EXERCISE DIRECTIONS >>
Repeat, without any change, the rows below from the line that contains "the white paper" through the last line of the rows, inclusive.

DATA >>
—————
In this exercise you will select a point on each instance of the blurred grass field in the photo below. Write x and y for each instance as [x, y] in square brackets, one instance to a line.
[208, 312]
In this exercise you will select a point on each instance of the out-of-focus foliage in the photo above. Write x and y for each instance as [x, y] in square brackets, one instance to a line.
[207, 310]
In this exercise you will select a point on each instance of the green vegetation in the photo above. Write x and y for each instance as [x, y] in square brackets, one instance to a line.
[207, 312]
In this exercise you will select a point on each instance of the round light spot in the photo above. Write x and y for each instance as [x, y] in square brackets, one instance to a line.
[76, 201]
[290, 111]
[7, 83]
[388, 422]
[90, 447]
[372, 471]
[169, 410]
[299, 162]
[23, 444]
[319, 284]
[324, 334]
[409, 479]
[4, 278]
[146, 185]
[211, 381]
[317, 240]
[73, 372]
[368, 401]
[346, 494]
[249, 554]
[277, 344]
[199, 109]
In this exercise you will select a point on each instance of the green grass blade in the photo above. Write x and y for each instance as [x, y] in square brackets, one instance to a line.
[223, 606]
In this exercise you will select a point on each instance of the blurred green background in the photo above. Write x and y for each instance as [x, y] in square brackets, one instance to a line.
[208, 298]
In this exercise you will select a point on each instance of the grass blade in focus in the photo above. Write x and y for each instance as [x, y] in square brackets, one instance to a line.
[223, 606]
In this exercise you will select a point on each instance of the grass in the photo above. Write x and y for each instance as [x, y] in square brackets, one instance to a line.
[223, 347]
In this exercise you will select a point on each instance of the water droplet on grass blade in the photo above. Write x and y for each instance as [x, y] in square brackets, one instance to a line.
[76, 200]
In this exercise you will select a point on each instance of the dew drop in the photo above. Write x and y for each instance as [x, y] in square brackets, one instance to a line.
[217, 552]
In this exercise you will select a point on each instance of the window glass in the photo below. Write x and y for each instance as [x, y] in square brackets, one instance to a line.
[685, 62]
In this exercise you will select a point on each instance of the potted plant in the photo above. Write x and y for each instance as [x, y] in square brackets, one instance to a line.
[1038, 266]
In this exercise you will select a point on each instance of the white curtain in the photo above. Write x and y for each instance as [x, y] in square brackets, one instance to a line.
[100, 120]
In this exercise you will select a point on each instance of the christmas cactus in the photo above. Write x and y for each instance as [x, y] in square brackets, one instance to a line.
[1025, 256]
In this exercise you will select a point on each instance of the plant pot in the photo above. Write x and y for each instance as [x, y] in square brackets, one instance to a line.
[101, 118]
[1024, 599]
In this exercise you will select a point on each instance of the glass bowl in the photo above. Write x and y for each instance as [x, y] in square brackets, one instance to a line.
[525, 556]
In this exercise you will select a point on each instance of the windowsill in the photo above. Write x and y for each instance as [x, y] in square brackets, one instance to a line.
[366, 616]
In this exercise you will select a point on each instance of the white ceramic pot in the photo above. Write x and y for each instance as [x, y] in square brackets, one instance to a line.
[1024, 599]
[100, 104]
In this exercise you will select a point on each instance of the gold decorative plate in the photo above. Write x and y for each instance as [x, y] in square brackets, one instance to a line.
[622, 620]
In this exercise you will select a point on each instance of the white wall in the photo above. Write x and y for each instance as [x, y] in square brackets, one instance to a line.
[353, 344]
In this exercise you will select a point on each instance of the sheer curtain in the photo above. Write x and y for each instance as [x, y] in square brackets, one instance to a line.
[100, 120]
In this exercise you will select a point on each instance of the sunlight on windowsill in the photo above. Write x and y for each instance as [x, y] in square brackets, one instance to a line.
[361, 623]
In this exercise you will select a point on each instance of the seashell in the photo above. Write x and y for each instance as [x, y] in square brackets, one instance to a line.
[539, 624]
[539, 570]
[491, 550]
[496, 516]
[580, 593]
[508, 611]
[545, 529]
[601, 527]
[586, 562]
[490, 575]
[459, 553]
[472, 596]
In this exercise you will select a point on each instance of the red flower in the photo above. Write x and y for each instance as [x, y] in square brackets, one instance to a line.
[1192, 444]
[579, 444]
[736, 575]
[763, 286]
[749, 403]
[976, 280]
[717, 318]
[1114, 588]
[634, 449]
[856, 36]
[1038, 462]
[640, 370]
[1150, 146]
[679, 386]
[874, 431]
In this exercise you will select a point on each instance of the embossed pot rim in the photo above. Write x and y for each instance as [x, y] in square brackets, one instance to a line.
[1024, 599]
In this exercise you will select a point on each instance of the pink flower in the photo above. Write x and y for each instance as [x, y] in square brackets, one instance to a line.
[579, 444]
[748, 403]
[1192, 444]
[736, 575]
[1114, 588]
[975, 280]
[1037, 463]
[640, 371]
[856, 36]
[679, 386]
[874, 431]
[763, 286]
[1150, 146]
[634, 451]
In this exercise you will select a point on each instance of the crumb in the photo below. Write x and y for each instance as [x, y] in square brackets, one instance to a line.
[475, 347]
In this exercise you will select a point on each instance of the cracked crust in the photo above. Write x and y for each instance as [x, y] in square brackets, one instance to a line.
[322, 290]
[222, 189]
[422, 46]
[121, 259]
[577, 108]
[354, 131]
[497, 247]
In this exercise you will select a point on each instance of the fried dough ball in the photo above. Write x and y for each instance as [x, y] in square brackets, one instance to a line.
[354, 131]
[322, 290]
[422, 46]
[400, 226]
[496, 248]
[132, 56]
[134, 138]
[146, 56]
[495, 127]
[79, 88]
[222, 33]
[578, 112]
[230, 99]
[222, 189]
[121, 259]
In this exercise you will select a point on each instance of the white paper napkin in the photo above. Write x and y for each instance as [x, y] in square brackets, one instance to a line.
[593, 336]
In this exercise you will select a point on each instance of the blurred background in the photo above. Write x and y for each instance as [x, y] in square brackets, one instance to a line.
—————
SOLUTION BELOW >>
In this exercise you will select a point on each instance of the white paper napkin in the photo above. Write x and y for each instance as [x, y] in square brackets, one instance to a line.
[593, 336]
In this exercise you will select a point on each instance of the blurred background in the photo above. Write x and y for each instance as [x, y] in square brackets, one instance to a line.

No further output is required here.